Please output the whole listing below exactly as it is.
### SUPPLIED DATA
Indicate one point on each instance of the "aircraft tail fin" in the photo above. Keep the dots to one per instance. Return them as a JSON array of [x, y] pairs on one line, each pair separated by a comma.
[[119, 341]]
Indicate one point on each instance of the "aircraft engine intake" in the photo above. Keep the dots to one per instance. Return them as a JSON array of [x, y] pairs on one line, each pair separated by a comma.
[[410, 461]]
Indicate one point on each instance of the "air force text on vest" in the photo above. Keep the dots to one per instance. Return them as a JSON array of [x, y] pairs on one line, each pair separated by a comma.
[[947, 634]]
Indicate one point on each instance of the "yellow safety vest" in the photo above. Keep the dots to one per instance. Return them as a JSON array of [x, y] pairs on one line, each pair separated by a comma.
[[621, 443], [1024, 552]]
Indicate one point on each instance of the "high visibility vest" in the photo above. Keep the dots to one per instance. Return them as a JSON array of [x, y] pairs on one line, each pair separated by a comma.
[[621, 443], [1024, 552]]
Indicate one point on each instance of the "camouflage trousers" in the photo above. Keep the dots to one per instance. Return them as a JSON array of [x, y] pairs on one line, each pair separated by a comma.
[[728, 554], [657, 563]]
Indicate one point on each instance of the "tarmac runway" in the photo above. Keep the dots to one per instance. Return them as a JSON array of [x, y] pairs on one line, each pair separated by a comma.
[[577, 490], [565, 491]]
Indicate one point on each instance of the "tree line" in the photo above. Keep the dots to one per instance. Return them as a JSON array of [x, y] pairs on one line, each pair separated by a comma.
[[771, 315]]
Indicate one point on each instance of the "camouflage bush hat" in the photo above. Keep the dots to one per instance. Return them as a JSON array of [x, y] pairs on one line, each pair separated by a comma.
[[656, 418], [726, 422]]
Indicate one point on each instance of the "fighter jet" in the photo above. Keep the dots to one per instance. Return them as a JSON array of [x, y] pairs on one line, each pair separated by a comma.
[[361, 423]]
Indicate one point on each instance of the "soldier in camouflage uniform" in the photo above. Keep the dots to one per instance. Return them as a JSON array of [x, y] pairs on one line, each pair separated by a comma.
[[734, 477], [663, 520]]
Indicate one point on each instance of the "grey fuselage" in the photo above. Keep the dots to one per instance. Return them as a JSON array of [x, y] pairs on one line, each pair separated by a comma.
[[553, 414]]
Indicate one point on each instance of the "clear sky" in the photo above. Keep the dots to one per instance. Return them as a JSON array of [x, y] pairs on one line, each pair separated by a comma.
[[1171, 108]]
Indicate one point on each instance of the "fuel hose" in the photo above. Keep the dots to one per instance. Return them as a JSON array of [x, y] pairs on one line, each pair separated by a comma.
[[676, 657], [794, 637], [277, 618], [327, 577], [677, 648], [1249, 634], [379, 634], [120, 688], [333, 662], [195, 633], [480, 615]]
######
== THE COMPLETED TASK ==
Indicate one point on each instance of the "aircraft tail fin" in the photo above. Keep the dots to one per instance. Return them as a JSON array of [x, y] pairs on one line, each pair separated by a comma.
[[119, 341]]
Indicate one point on each instance of the "aircraft engine intake" in the photo above. Keep the dots to one per instance. Return them as a JSON array of [x, y] pairs on one line, each pair separated by a comma.
[[410, 461]]
Indicate one point on each instance of the "air force text on vest" in the photo above. Keep the dots to one per instance. Return them as a JSON array of [x, y] pairs on one line, each pair separated by a comma.
[[947, 634]]
Indicate one point on each instance of the "yellow safety vest" in the photo above. Keep the dots to one per instance. Return them as a JSON array of [x, y] pairs on one line, each pair separated by a comma.
[[621, 443], [1024, 552]]
Indicate one point on each instance of the "high visibility vest" in the photo above. Keep the dots to one per instance. Return them as a JSON array of [x, y] pairs on one line, each pair separated by a comma.
[[621, 443], [1024, 552]]
Indicate one point on each instance of the "camouflage trousers" in the photo above. Keep the dots to one per instance. Return them as a JSON array of [x, y] pairs on one line, each pair separated by a comma.
[[728, 554], [657, 563]]
Indicate one point on each instance of the "tarmac runway" in the photo above. Keep the dots to one per instance. Return them as a JSON array of [x, y] pairs on one line, each pair separated by a comma.
[[577, 490], [565, 491]]
Indicate one point on each instance of the "tree line" in the photo above. Keep the dots to one per instance. Return them as a JSON array of [x, y] pairs on one line, each pair separated by a comma.
[[771, 315]]
Indicate one point on each instance of the "camouflage bush hat" in the photo above. Keep the dots to one per instance. Return them as a JSON array of [x, y] pairs on one line, each pair separated by a comma.
[[656, 418], [726, 422]]
Indicate one point on each instance of the "fighter jet" in the photo above. Keep the dots to one per instance. Return them as a JSON array of [x, y] pairs on one line, each pair separated by a comma.
[[361, 423]]
Indicate one point on each instance of the "soldier in camouflage uniform" in the photo above. Keep the dots to one per instance. Return them as a JSON array of [x, y] pairs on one line, each pair separated by a comma.
[[734, 477], [663, 520]]
Indicate one point on each instance of the "grey fuselage" in the photo above. Keep the dots to one per instance. Return them as a JSON array of [x, y] pairs on one line, each pair separated by a comma.
[[553, 414]]
Indicate one point on each instance of the "clear sky" in the photo above. Keep the dots to one per instance. Return them as a JSON array of [x, y] pairs on one line, each pair separated by a comma.
[[1171, 108]]
Indicate one point on each instance of the "fuel hose" in the photo above. Keep the dots to one per instance. Return them as a JSON array of [x, y] pairs on one line, each pair separated by a comma.
[[676, 657], [794, 637], [277, 618], [327, 577], [677, 648], [1249, 634], [379, 634], [120, 688], [333, 662], [195, 633], [480, 615]]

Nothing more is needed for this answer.